== RECORDS SHOWN ==

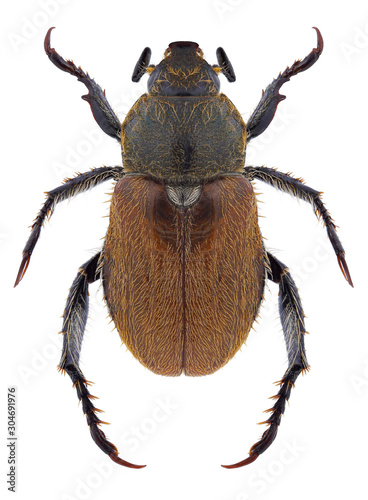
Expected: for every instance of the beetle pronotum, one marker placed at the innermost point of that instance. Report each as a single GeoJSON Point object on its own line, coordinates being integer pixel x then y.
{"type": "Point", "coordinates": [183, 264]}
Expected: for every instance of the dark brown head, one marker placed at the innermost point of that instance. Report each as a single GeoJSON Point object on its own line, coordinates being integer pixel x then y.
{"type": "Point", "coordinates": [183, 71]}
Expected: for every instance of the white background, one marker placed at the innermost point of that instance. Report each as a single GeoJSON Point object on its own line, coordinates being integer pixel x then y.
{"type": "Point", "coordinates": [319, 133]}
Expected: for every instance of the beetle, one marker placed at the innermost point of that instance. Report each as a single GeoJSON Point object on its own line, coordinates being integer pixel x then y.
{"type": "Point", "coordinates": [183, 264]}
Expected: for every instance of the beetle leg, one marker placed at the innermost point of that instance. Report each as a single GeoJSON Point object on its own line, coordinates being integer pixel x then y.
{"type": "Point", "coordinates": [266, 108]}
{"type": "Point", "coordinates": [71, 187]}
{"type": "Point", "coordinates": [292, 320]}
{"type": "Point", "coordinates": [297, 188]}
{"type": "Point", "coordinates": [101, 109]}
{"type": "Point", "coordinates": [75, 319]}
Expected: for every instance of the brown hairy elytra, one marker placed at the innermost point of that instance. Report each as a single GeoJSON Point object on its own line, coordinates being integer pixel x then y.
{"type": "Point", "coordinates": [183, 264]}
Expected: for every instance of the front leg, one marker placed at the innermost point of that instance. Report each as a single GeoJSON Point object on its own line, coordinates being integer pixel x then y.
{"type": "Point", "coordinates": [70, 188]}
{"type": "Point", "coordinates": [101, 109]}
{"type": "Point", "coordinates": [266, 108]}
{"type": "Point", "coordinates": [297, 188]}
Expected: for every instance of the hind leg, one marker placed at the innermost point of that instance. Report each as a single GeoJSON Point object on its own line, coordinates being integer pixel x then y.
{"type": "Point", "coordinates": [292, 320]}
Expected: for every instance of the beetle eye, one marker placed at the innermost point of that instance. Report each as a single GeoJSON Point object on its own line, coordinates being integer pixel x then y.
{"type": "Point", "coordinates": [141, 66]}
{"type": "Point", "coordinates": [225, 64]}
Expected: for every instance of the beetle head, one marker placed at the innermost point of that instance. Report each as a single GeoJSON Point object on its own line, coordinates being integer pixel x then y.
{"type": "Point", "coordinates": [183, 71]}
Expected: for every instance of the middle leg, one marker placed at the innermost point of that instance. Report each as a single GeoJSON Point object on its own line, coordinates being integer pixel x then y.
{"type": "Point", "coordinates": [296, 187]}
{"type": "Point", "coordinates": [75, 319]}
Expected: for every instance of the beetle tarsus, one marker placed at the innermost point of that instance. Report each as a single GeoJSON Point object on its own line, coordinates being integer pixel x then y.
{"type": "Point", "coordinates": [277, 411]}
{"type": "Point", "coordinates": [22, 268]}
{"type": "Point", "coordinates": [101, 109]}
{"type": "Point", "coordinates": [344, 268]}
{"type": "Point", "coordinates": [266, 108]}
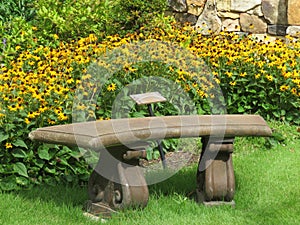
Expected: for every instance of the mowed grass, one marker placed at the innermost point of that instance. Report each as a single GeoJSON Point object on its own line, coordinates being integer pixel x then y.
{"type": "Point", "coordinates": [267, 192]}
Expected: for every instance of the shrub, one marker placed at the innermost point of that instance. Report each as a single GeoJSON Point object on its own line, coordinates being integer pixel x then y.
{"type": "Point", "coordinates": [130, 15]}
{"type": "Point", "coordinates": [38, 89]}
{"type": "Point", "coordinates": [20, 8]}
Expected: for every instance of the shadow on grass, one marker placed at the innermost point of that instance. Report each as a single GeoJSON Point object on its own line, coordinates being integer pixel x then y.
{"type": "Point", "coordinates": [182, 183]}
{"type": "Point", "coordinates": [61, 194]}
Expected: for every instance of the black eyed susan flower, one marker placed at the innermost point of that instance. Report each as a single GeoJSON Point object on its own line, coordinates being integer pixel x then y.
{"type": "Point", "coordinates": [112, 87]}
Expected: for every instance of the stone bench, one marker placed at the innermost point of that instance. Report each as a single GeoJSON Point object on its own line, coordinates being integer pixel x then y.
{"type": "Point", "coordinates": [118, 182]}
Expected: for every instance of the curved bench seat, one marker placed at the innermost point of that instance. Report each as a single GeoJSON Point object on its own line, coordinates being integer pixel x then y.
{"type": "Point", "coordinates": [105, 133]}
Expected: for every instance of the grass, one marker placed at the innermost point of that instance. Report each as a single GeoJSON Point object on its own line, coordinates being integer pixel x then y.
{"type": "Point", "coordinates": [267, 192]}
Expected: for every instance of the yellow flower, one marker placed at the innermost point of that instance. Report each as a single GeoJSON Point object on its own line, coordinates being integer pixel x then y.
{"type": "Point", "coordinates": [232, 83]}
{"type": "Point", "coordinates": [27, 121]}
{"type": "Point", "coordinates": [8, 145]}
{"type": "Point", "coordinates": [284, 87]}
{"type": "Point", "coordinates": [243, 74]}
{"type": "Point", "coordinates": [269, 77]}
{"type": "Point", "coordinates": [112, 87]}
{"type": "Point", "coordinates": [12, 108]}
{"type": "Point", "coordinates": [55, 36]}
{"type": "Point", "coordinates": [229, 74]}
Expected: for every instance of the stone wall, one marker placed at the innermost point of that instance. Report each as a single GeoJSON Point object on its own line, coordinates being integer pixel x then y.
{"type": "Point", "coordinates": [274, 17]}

===

> PROBLEM STATEMENT
Reproduce the data verbatim. Do not carry any picture into the copy.

> COMPLETE ANSWER
Expected: for every instance of the beetle pronotum, one marker placed at the innermost point of that instance. Report each as a single GeoJSON Point object on its own line, coordinates being integer pixel x then y.
{"type": "Point", "coordinates": [183, 264]}
Expected: for every instance of the dark brown head, one marker placed at the innermost point of that instance. Report each as a single GeoJSON Point object on its own line, coordinates being integer pixel x then y.
{"type": "Point", "coordinates": [183, 71]}
Expected: for every instance of the white background, one marker placed at the innermost point of that instance. Report each as a single GeoJSON Point object on its own line, coordinates being integer pixel x then y.
{"type": "Point", "coordinates": [319, 133]}
Expected: for every instance of the beetle, one marker placed at the innermost point of that instance. Report each as a single GeoJSON Point object on its own line, coordinates being integer pixel x then y.
{"type": "Point", "coordinates": [183, 264]}
Expected: for every instance of the beetle leg, one marker placed at the innermost point of that instance. Report each as a single GeoJSON Point object on its own line, coordinates being integer pixel x then y.
{"type": "Point", "coordinates": [266, 108]}
{"type": "Point", "coordinates": [71, 187]}
{"type": "Point", "coordinates": [292, 320]}
{"type": "Point", "coordinates": [297, 188]}
{"type": "Point", "coordinates": [101, 109]}
{"type": "Point", "coordinates": [75, 319]}
Expected: for every instance of the brown hairy elytra, one marker placed at the innermost point of that instance. Report each as a single GeoJSON Point object on its own line, coordinates being integer pixel x then y.
{"type": "Point", "coordinates": [183, 264]}
Expected: for every instance of the front leg, one marker placed at the innermost point of that instance. Report each as a single GeoJSON Point object on its own line, coordinates being integer pixel x then y.
{"type": "Point", "coordinates": [70, 188]}
{"type": "Point", "coordinates": [101, 109]}
{"type": "Point", "coordinates": [266, 108]}
{"type": "Point", "coordinates": [297, 188]}
Expected: for every instance of the hind leg, one marker placed at the innermost point of that instance. Report each as a single GeoJSON Point object on its own line, coordinates being integer pixel x then y.
{"type": "Point", "coordinates": [292, 320]}
Expected: for every instance of the beetle eye, one marker placed at the innermost point of that instance. Report each as a single GeoJSON Point object on its own line, coordinates being integer pixel x then y.
{"type": "Point", "coordinates": [141, 66]}
{"type": "Point", "coordinates": [225, 64]}
Expected: for every instance of the beetle head, one marker placed at the innermost point of that instance. Report each as a single GeoJSON Point object on its own line, coordinates being integer pixel x then y.
{"type": "Point", "coordinates": [183, 71]}
Expected: for every instance of the middle leg, one marker placed at the innermost point of that instance. Report each as a single GeoJSON Point object on its own line, coordinates being integer pixel x then y.
{"type": "Point", "coordinates": [296, 187]}
{"type": "Point", "coordinates": [75, 319]}
Expected: for every instance of the beetle tarsus, one marker placed at the innermost point of that instance. Report each as a single GeoJSON Point object on its own line, coordinates being integer pixel x then y.
{"type": "Point", "coordinates": [277, 411]}
{"type": "Point", "coordinates": [22, 268]}
{"type": "Point", "coordinates": [101, 109]}
{"type": "Point", "coordinates": [344, 268]}
{"type": "Point", "coordinates": [266, 108]}
Expected: for every instance of the mowed grass, one marker placed at the innermost point of that instance. Report each as a single GeoJSON Point object on its own line, coordinates being integer pixel x then y.
{"type": "Point", "coordinates": [267, 192]}
Expected: for every instance of the shrub, one marker placed at the innermost point of that instance. Report each as a single GeoJSON Point object on its own line, coordinates being integer pixel x then y.
{"type": "Point", "coordinates": [130, 15]}
{"type": "Point", "coordinates": [38, 89]}
{"type": "Point", "coordinates": [20, 8]}
Expected: for every instance of the shadow on grass, one marker placed at the innermost point of that instance. Report each as a single GeoJSON Point object on its own line, coordinates being integer pixel x then y.
{"type": "Point", "coordinates": [182, 183]}
{"type": "Point", "coordinates": [61, 194]}
Expected: for every instance of the black eyed susan flower, one marker placed at the innermost point of that instance. Report each as a single GeoJSON Point object on its own line, coordinates being integer pixel x then y.
{"type": "Point", "coordinates": [112, 87]}
Expected: for every instance of the stone bench, one marker placed at the innermost point of that instance. Report each as a single GeoJSON Point object on its own line, coordinates being integer pixel x then y.
{"type": "Point", "coordinates": [118, 182]}
Expected: for every instance of the curved bench seat, one marker placed at the innermost point of that instance. Report each as a single GeoJSON Point object on its own line, coordinates being integer pixel x then y.
{"type": "Point", "coordinates": [105, 133]}
Expected: for every instance of the grass, one marker placed at the innermost point of that instance. Report each as a single GeoJSON Point object on its own line, coordinates being integer pixel x then y.
{"type": "Point", "coordinates": [267, 192]}
Expected: for every instance of the yellow flower, one marker placed at the innermost point of that instance. Report each as a single GeoJSON Point object on its own line, coordinates being integer pixel x then y.
{"type": "Point", "coordinates": [232, 83]}
{"type": "Point", "coordinates": [27, 121]}
{"type": "Point", "coordinates": [8, 145]}
{"type": "Point", "coordinates": [284, 87]}
{"type": "Point", "coordinates": [243, 74]}
{"type": "Point", "coordinates": [269, 77]}
{"type": "Point", "coordinates": [112, 87]}
{"type": "Point", "coordinates": [12, 108]}
{"type": "Point", "coordinates": [55, 36]}
{"type": "Point", "coordinates": [229, 74]}
Expected: for every instance of the stone wall, one marker placed at the innermost point of that instance. Report each as a single GeoJSON Point object on its own line, coordinates being integer pixel x then y.
{"type": "Point", "coordinates": [274, 17]}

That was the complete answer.